[Text passage]:
⟨
In 2013, Marc O’Polo introduced a new claim, ‘Follow your Nature,’ and began featuring celebrities in its campaigns. The actor Jeff Bridges was featured in campaigns for the company's menswear collections. In 2013 and Spring 2014, the campaign introduced Amber Valletta, followed by Uma Thurman in Fall/Winter 2014 in campaigns photographed by Mario Sorrenti.

For the Fall/Winter 2013 and Spring/Summer 2014 seasons, Marc O’Polo co-created collections with the fashion illustrator Garance Doré, and for the Fall/Winter 2014 season with the graffiti artist André Saraiva.

Since 2011, the company has sponsored the Marc O’Polo Design Award which honors innovative approaches to design among the students of Beckmans College of Design in Stockholm, Sweden.
⟩
[Data supplied]:
⟨
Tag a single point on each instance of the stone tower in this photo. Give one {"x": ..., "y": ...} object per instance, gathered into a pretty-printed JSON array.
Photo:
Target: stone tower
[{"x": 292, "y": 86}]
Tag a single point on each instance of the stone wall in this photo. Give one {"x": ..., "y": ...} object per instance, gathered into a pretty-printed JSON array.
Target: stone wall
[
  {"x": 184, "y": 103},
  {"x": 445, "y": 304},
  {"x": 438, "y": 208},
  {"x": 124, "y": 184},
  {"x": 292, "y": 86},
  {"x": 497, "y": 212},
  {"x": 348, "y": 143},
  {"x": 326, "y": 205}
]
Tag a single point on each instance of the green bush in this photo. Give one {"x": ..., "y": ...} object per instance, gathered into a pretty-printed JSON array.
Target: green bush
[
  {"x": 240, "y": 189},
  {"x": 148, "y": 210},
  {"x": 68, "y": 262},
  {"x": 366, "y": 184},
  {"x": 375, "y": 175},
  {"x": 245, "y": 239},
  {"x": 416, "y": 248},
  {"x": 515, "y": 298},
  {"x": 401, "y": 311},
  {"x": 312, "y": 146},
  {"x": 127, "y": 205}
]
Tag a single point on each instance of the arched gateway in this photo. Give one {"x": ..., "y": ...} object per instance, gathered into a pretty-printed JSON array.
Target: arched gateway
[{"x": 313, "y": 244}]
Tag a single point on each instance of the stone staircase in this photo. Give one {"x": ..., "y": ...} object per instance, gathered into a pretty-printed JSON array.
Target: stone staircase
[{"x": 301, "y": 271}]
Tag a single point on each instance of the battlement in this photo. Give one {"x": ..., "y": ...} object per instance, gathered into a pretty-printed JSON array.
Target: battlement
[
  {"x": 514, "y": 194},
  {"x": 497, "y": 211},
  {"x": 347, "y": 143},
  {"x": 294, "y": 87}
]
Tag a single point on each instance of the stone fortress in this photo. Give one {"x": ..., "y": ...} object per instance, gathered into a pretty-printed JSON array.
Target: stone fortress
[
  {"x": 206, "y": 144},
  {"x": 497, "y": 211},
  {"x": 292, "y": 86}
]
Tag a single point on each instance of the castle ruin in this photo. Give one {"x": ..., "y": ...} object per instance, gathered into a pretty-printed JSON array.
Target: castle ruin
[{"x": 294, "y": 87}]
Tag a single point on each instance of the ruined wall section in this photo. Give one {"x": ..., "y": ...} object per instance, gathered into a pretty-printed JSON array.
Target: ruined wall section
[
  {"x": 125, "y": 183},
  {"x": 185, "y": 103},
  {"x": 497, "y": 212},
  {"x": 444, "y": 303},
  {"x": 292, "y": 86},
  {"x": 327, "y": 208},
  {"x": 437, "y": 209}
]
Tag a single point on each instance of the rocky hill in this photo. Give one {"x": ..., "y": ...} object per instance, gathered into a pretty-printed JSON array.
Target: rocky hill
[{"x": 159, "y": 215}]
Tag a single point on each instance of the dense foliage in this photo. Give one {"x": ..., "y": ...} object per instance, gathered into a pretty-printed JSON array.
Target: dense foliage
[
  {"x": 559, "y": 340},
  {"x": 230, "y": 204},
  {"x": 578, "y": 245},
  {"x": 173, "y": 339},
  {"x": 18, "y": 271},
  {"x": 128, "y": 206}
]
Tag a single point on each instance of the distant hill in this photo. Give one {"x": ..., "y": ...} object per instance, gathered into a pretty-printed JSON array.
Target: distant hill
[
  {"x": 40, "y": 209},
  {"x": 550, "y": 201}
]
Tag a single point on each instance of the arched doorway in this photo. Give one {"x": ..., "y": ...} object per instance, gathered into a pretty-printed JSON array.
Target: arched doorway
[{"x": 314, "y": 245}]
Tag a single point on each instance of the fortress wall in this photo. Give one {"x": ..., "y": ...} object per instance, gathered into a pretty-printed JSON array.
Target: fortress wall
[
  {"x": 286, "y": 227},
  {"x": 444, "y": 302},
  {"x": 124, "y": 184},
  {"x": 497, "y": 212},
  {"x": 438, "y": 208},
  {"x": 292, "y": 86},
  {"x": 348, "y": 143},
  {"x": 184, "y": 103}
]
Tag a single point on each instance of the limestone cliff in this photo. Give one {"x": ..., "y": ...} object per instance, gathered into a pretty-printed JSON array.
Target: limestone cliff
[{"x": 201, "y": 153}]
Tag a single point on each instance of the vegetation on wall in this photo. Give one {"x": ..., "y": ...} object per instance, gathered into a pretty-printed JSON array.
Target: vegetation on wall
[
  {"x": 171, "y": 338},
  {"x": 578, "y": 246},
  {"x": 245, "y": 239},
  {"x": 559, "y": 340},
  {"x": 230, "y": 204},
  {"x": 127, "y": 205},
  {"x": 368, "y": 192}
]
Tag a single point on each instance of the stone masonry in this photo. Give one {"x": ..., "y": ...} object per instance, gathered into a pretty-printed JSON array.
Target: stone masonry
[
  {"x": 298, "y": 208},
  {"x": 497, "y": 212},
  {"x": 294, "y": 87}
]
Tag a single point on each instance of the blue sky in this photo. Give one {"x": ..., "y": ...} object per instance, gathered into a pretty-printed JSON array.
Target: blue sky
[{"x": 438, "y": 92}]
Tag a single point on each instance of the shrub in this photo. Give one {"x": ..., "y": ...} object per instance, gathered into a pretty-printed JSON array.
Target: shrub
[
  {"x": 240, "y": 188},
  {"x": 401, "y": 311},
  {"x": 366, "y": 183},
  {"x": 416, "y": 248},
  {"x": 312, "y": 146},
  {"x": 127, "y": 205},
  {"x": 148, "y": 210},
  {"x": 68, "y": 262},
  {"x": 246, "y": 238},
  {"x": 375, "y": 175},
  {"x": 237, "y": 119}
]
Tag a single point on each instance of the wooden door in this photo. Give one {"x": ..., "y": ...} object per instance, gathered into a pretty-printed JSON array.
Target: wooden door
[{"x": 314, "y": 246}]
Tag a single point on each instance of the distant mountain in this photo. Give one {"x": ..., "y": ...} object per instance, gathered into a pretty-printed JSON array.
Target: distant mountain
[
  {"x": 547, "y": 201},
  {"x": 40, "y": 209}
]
⟩
[Work to complete]:
[A] Retype part of the Marc O'Polo passage, beginning at the words "In 2013, Marc" and stopping after "artist André Saraiva.".
[B] Write what comes next in the Marc O'Polo passage, picking up after its final sentence.

[Activity answers]:
[A]
In 2013, Marc O’Polo introduced a new claim, ‘Follow your Nature,’ and began featuring celebrities in its campaigns. The actor Jeff Bridges was featured in campaigns for the company's menswear collections. In 2013 and Spring 2014, the campaign introduced Amber Valletta, followed by Uma Thurman in Fall/Winter 2014 in campaigns photographed by Mario Sorrenti.

For the Fall/Winter 2013 and Spring/Summer 2014 seasons, Marc O’Polo co-created collections with the fashion illustrator Garance Doré, and for the Fall/Winter 2014 season with the graffiti artist André Saraiva.

[B]
Marc O'Polo has also supported specific creative ventures by a range of international artists, such as the 2013 publication of a bilingual (German-English) edition of photographer Werner Eisele's chronicle of auto racing in the '60s and '70s, Formula 1 Legends; floral artist Thierry Boutemy's installation ‘A Piece of Art’ exhibited in the Marc O'Polo store in Brussels during the 2014 Art Brussels contemporary art fair; the 2014 photo::vienna exhibition of contemporary Austrian photography at Vienna’s Museum of Applied Arts (MAK); and artist Stefan Gbureck's 2014 motorcycle ride from Berlin to Rio de Janeiro.